Task instructions: Format every line of the data below as a Markdown table with the columns "Row" and "Line". Number the rows in order, and skip any blank lines.

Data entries

^^^^

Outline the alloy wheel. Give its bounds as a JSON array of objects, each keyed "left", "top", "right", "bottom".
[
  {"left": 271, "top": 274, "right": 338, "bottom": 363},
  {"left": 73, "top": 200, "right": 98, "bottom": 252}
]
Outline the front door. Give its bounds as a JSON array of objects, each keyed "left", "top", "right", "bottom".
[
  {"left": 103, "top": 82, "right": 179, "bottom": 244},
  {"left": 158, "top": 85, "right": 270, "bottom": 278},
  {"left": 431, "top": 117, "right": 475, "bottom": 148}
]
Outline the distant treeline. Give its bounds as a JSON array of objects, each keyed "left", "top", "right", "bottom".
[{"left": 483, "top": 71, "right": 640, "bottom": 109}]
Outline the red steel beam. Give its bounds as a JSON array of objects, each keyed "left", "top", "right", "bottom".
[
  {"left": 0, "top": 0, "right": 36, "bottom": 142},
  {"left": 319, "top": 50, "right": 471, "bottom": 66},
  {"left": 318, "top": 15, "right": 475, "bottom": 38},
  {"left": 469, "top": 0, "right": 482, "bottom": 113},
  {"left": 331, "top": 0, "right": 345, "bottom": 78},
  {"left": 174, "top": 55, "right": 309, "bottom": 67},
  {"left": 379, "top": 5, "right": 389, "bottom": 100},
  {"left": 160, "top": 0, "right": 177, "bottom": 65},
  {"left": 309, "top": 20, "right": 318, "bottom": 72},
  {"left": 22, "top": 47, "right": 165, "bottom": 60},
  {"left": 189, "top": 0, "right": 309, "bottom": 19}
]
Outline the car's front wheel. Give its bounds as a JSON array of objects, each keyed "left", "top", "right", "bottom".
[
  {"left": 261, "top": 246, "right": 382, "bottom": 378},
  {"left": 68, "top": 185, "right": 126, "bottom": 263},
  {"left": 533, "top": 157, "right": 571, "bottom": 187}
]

^^^^

Right answer:
| Row | Line |
|---|---|
| 1 | Outline the alloy wheel. Give its bounds as a JSON array of objects, each keyed "left", "top", "right", "bottom". |
| 2 | [ |
| 3 |   {"left": 271, "top": 274, "right": 338, "bottom": 363}, |
| 4 |   {"left": 73, "top": 200, "right": 98, "bottom": 252} |
| 5 | ] |
| 6 | Outline the front door. Give its bounds as a JSON array of objects, each keyed "left", "top", "right", "bottom". |
| 7 | [ |
| 8 |   {"left": 103, "top": 82, "right": 179, "bottom": 244}, |
| 9 |   {"left": 158, "top": 85, "right": 270, "bottom": 278}, |
| 10 |   {"left": 431, "top": 117, "right": 475, "bottom": 148} |
| 11 | ] |
| 12 | Outline the distant treeline. Give its bounds as a JSON array of objects, each keyed "left", "top", "right", "bottom". |
| 13 | [{"left": 483, "top": 71, "right": 640, "bottom": 109}] |
| 14 | Outline the red steel beam. Give its bounds as a JSON array of objects, each keyed "left", "top", "right", "bottom". |
| 15 | [ |
| 16 |   {"left": 0, "top": 0, "right": 36, "bottom": 142}, |
| 17 |   {"left": 319, "top": 50, "right": 471, "bottom": 66}, |
| 18 |   {"left": 318, "top": 15, "right": 475, "bottom": 38}, |
| 19 |   {"left": 469, "top": 0, "right": 482, "bottom": 113}, |
| 20 |   {"left": 331, "top": 0, "right": 345, "bottom": 78}, |
| 21 |   {"left": 174, "top": 55, "right": 309, "bottom": 67}, |
| 22 |   {"left": 379, "top": 5, "right": 389, "bottom": 100}, |
| 23 |   {"left": 160, "top": 0, "right": 177, "bottom": 65}, |
| 24 |   {"left": 309, "top": 20, "right": 318, "bottom": 72}, |
| 25 |   {"left": 22, "top": 47, "right": 165, "bottom": 60}, |
| 26 |   {"left": 189, "top": 0, "right": 309, "bottom": 19} |
| 27 | ] |
| 28 | Outline the car's front wheel. Give its bounds as a JSON array of objects, each keyed "left", "top", "right", "bottom". |
| 29 | [ |
| 30 |   {"left": 261, "top": 246, "right": 382, "bottom": 378}, |
| 31 |   {"left": 68, "top": 185, "right": 126, "bottom": 263}, |
| 32 |   {"left": 533, "top": 157, "right": 571, "bottom": 187} |
| 33 | ] |